▸ WHAT IS ASKED:
How many lines in the data entries below contain the word "right"? Treat case as significant, and reply with the number alone.

Data entries
— Begin —

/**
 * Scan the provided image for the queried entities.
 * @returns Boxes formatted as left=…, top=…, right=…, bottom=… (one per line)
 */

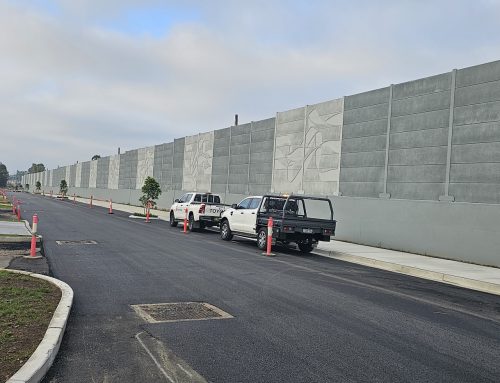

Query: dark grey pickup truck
left=220, top=194, right=336, bottom=253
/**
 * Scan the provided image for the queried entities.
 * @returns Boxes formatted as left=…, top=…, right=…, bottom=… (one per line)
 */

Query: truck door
left=241, top=198, right=262, bottom=234
left=230, top=198, right=252, bottom=231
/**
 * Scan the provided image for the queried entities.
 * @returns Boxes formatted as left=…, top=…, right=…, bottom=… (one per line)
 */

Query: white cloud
left=0, top=0, right=500, bottom=171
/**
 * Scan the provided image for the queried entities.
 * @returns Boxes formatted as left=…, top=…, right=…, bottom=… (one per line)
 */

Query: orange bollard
left=266, top=217, right=273, bottom=255
left=184, top=208, right=187, bottom=233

— End —

▸ EXERCISE SOLUTION:
10